Take the line containing "Category: man in black uniform" and all lines after it to the end of the records, and output them exactly.

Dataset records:
◆ ◆ ◆ ◆ ◆ ◆ ◆
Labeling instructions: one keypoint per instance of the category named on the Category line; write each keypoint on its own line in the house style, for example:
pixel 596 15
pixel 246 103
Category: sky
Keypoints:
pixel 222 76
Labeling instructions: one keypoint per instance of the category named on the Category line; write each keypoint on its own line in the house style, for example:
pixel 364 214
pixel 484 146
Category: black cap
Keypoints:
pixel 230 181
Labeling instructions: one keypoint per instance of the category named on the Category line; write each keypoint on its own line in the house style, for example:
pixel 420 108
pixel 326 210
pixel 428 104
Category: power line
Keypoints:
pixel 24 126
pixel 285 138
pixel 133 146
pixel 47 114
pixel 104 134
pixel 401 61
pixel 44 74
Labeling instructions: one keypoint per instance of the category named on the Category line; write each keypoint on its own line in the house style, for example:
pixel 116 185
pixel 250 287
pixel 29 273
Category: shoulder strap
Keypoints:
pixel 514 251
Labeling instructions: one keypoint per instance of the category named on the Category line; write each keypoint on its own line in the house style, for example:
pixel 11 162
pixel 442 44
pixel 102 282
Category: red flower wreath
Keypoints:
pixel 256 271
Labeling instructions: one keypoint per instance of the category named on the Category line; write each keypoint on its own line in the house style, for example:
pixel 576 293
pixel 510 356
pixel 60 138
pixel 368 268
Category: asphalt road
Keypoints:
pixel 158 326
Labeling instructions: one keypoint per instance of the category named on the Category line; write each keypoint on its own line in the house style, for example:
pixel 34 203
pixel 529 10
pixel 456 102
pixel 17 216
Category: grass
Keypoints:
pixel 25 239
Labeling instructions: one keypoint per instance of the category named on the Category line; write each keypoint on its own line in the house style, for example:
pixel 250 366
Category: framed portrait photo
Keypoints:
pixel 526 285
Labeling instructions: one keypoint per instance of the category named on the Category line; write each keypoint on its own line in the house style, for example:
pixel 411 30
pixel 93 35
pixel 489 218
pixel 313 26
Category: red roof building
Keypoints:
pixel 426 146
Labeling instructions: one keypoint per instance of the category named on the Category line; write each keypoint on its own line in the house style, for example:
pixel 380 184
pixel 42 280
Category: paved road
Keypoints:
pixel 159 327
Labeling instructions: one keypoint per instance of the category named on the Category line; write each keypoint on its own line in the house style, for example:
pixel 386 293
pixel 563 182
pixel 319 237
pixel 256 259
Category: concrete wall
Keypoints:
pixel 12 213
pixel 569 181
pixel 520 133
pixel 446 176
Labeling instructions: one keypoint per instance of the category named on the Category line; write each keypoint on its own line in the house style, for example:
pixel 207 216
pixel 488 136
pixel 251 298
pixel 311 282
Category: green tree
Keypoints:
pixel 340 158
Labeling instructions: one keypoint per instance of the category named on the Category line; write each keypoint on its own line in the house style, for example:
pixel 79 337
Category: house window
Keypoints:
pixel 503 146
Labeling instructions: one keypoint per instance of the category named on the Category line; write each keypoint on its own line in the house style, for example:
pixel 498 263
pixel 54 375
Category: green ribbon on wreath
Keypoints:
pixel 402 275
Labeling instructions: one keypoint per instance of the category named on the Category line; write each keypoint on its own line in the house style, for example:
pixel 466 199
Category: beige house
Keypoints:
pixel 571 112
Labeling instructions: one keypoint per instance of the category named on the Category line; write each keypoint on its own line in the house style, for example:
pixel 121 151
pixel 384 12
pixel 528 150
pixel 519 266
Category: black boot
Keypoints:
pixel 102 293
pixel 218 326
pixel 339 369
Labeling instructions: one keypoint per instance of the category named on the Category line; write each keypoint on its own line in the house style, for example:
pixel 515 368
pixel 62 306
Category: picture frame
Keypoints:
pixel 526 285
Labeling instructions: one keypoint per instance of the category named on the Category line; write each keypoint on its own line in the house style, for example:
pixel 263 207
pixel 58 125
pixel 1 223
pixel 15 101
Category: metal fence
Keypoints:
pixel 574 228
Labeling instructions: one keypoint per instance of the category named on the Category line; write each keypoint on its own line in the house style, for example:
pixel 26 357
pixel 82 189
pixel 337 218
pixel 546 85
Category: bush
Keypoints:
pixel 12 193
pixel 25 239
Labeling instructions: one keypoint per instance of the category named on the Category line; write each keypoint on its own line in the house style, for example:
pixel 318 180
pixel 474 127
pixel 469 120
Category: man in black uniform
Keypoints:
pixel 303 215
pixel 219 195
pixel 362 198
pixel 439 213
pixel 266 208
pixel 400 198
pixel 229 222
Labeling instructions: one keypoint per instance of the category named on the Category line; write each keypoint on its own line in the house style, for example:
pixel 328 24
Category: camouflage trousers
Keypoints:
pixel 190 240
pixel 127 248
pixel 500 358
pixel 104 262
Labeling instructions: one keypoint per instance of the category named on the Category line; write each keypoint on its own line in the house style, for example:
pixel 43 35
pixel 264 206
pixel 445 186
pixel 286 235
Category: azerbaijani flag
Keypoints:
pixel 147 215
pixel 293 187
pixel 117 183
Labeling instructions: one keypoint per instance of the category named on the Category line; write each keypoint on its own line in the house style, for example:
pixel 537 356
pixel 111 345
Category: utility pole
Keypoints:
◆ ◆ ◆ ◆ ◆ ◆ ◆
FINAL ANSWER
Category: man in black uniform
Keypoints:
pixel 303 215
pixel 219 195
pixel 362 198
pixel 439 213
pixel 266 208
pixel 400 198
pixel 229 222
Labeling instructions: one keypoint per instance of the category named on the Category line; write each keypoint on its own line in the house style, for example:
pixel 328 24
Category: camouflage trousers
Keypoints:
pixel 190 240
pixel 127 248
pixel 500 358
pixel 104 262
Labeling instructions: one keypoint per instance of the category named on the Category line; write each keypoint on its own line in the house style, for example:
pixel 43 35
pixel 264 206
pixel 445 186
pixel 286 235
Category: azerbaijani flag
Keypoints:
pixel 147 215
pixel 293 187
pixel 117 183
Labeling instructions: one keypoint per instance of the category named on the Category line; write each keypoint on its own line in the house style, for example:
pixel 537 356
pixel 111 345
Category: utility pole
Keypoints:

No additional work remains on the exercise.